[Records contained in a dataset]
◆ ◆ ◆ ◆ ◆ ◆ ◆

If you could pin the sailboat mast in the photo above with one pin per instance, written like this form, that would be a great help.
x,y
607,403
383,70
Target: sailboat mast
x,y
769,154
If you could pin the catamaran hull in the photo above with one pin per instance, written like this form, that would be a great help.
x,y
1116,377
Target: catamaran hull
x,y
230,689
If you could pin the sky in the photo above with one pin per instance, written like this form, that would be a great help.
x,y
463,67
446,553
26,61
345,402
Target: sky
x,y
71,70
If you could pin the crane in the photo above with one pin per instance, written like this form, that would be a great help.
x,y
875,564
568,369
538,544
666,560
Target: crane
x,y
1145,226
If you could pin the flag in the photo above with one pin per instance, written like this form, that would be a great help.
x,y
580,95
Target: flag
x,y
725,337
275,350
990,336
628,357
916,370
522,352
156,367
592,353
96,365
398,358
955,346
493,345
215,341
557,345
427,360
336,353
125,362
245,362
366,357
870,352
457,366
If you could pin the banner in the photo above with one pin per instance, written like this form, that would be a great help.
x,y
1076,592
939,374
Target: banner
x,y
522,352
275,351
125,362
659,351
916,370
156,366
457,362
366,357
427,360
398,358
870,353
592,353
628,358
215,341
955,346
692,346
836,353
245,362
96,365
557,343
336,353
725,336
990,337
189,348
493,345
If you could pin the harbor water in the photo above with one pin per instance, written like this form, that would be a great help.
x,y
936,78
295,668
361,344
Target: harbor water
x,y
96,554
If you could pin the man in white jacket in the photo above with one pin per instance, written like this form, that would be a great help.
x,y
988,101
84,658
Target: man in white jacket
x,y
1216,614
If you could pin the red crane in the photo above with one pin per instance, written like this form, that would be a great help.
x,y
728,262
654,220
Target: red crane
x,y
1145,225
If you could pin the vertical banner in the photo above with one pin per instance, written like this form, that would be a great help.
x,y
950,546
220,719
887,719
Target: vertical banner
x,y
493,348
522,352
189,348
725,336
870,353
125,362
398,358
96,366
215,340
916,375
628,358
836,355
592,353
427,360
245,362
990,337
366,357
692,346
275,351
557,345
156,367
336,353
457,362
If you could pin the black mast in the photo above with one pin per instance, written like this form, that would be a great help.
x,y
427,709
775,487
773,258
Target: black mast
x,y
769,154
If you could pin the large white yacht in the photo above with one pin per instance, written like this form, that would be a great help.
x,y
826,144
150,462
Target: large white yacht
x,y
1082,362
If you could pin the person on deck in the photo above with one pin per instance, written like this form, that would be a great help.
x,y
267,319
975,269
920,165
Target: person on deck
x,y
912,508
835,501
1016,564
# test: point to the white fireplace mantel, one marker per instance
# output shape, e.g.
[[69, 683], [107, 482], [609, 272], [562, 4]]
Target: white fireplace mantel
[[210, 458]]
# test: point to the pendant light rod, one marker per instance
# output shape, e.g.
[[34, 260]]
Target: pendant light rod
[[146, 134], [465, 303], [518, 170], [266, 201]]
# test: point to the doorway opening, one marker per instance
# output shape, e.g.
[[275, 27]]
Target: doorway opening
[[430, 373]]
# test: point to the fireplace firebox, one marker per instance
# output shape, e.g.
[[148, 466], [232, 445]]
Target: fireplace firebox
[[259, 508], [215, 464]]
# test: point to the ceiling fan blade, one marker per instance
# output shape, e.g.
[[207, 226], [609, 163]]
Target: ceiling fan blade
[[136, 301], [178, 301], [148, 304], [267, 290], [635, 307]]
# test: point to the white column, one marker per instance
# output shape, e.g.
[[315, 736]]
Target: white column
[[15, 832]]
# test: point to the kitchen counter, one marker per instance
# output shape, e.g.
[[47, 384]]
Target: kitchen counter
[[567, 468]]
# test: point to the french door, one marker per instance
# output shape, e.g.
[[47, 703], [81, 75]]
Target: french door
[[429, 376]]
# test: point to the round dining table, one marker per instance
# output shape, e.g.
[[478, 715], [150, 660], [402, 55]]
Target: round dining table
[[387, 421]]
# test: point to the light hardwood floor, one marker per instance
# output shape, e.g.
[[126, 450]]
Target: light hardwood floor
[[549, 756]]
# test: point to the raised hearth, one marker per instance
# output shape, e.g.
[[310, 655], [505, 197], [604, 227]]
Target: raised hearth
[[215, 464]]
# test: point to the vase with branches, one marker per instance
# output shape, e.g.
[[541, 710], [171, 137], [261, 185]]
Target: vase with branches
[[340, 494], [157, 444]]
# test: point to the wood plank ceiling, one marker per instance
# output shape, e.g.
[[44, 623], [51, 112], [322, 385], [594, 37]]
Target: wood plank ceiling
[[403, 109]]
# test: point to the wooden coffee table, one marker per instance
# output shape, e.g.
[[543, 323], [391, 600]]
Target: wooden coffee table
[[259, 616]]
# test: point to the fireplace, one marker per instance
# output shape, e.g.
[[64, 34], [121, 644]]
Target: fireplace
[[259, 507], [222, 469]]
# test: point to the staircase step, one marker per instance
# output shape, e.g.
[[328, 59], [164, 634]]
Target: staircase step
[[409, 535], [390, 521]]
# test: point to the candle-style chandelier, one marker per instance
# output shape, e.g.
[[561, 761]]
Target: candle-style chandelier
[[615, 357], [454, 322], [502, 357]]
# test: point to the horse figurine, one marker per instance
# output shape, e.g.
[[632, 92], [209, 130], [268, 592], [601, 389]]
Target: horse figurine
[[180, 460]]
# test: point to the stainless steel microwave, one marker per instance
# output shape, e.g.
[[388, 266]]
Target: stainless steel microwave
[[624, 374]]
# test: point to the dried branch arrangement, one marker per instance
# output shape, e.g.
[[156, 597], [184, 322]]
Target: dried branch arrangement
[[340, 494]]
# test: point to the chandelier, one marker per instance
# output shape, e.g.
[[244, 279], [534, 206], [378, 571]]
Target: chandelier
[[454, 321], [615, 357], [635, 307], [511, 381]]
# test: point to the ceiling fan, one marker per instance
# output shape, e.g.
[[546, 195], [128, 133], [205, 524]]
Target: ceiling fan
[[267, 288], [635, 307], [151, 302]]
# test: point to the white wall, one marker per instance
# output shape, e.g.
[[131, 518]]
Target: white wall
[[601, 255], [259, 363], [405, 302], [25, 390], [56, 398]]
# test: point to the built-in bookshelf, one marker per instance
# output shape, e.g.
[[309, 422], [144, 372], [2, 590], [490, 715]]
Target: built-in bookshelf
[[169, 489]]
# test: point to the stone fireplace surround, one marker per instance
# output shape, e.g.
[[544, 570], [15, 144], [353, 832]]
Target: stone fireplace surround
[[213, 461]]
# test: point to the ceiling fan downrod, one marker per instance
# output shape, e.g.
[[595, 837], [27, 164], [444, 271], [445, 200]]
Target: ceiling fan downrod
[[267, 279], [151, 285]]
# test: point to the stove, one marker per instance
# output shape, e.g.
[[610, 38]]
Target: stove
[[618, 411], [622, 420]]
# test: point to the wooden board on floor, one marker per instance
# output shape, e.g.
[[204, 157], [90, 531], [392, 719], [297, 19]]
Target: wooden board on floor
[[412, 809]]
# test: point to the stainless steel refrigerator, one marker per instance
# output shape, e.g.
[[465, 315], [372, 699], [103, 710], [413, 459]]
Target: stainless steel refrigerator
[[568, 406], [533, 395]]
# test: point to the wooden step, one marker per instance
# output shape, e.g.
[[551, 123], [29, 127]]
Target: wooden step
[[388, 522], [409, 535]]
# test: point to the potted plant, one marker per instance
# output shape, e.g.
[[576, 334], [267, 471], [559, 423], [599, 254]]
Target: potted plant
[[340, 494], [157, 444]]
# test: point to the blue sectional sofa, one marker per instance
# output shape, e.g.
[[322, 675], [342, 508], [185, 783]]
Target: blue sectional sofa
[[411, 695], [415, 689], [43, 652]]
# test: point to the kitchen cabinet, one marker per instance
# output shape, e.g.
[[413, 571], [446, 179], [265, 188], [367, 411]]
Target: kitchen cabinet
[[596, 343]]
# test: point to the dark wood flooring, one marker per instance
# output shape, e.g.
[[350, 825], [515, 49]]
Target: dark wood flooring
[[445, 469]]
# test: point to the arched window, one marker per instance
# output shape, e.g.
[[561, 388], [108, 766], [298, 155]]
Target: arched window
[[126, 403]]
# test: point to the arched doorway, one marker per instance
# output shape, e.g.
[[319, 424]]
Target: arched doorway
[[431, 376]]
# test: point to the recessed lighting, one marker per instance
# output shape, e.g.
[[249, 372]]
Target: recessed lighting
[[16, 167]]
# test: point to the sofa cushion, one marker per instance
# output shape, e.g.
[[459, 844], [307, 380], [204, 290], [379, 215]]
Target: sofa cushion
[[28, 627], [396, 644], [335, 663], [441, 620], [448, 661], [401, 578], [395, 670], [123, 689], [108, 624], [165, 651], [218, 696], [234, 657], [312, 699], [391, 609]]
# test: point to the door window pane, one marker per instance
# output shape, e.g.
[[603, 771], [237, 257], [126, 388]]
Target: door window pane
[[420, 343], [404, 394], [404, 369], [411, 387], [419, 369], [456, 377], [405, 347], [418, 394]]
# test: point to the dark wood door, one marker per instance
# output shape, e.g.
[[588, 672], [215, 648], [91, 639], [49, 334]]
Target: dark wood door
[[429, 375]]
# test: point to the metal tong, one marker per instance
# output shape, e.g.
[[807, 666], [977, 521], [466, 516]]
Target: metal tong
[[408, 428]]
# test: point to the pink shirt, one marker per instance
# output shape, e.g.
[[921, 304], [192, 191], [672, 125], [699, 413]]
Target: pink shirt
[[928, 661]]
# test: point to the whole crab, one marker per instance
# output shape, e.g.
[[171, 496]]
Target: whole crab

◆ ◆ ◆ ◆ ◆ ◆ ◆

→ What the exercise asks: Using the records above, report each line that contains the word "whole" by copying it.

→ The completed task:
# test: point to the whole crab, one marker per instance
Target: whole crab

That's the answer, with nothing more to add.